Given instruction » Reproduce the material below without alteration, beginning at the line that contains "Category: ship mast" and continuing through the end of the material, omitting any pictures.
Start of Data supplied
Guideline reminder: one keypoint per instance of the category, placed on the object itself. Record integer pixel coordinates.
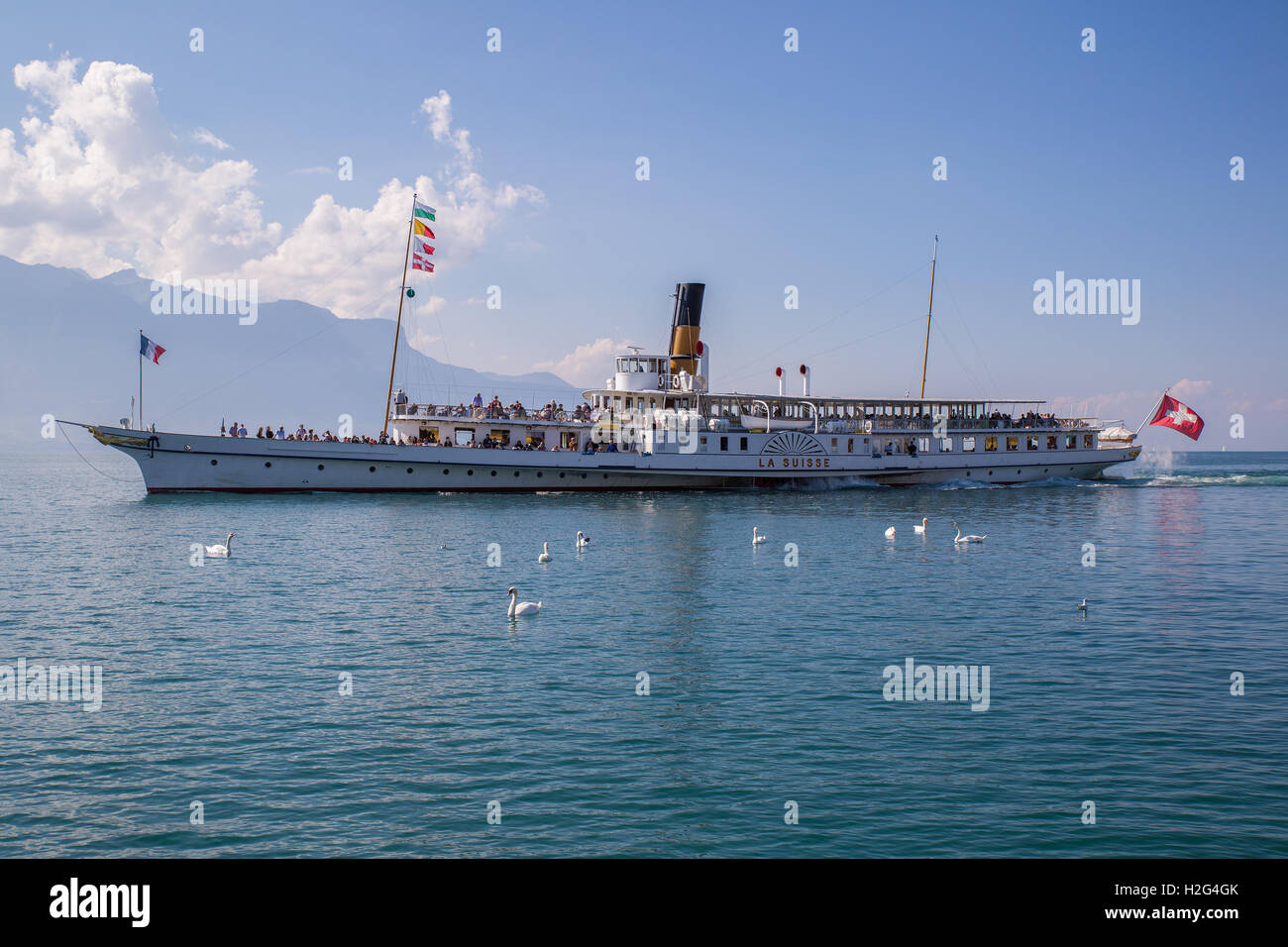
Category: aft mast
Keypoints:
(928, 309)
(402, 291)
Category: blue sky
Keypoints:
(772, 169)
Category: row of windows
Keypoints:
(1031, 442)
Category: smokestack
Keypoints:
(684, 326)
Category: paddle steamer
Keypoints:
(655, 424)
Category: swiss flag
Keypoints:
(1172, 414)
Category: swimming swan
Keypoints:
(222, 551)
(518, 608)
(966, 539)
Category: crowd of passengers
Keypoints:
(999, 419)
(494, 410)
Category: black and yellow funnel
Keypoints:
(684, 326)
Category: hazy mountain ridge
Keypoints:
(69, 348)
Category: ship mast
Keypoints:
(928, 309)
(402, 291)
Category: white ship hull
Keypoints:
(178, 463)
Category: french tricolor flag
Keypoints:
(150, 350)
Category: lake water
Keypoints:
(222, 684)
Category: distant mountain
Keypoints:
(68, 347)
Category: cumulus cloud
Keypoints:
(587, 365)
(207, 137)
(99, 182)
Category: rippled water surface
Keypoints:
(222, 684)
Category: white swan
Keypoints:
(518, 608)
(222, 551)
(967, 539)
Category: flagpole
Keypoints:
(402, 294)
(930, 308)
(1150, 414)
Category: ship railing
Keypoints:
(450, 412)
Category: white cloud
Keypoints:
(99, 183)
(587, 365)
(207, 137)
(439, 111)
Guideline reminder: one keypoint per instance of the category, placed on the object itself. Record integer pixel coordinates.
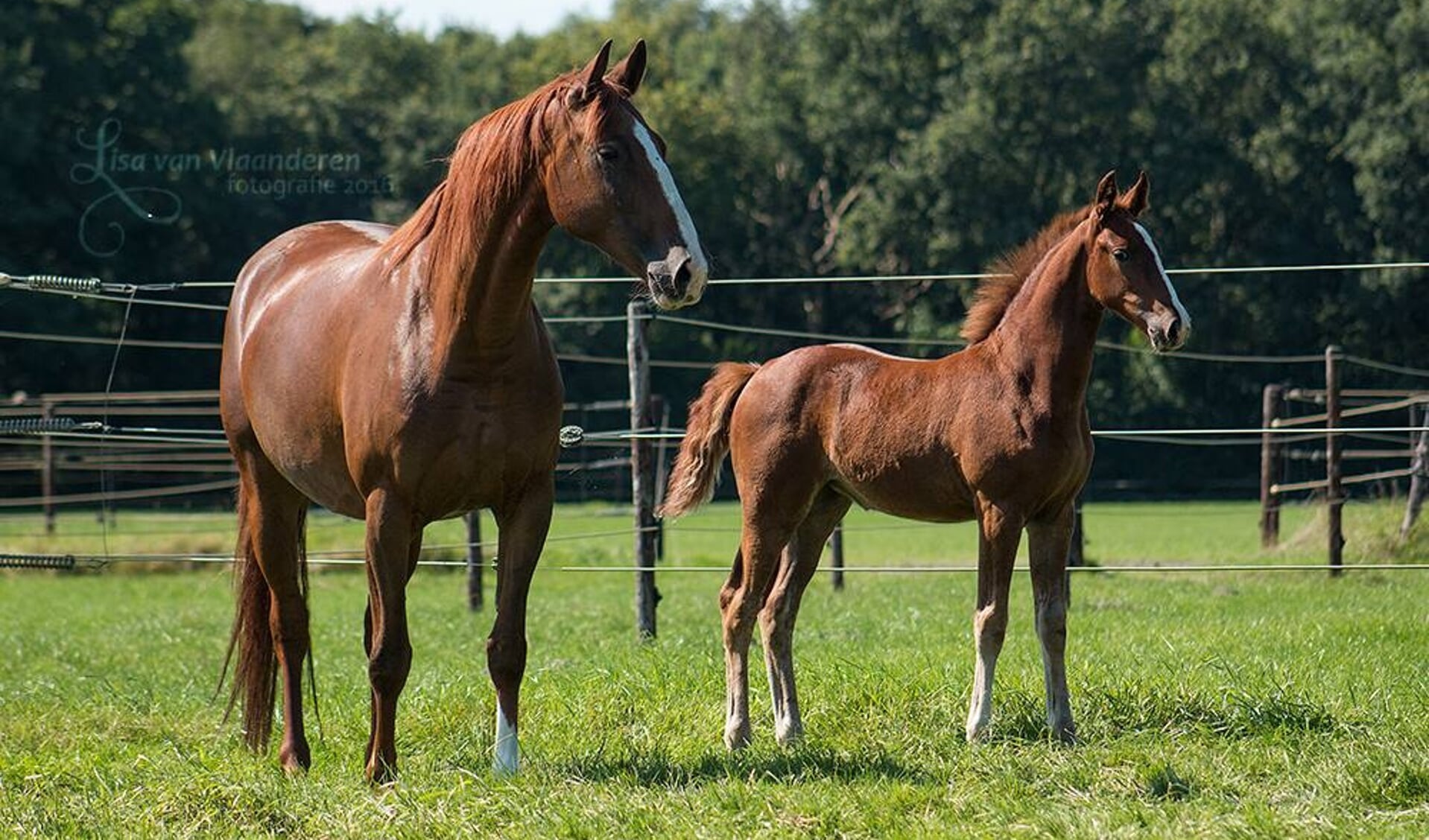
End of Data supplied
Task solution »
Category: ship mast
Keypoints:
(928, 309)
(402, 291)
Category: white ship hull
Keypoints:
(178, 463)
Category: french tricolor flag
Keypoints:
(150, 350)
Category: lake water
Keypoints:
(222, 684)
Category: distant mountain
Keypoints:
(68, 347)
Category: cumulus cloud
Keypoints:
(587, 365)
(207, 137)
(99, 182)
Category: rippled water surface
Keypoints:
(222, 684)
Category: white swan
Keypoints:
(518, 608)
(222, 551)
(967, 539)
Category: flagpole
Keypoints:
(402, 294)
(930, 308)
(1150, 414)
Category: ship railing
Keypoints:
(450, 412)
Category: white cloud
Keypoints:
(99, 183)
(587, 365)
(207, 137)
(439, 111)
Guideline reminder: one keypoint per instance of the category, placed on the object itself. Record integer pixel coordinates.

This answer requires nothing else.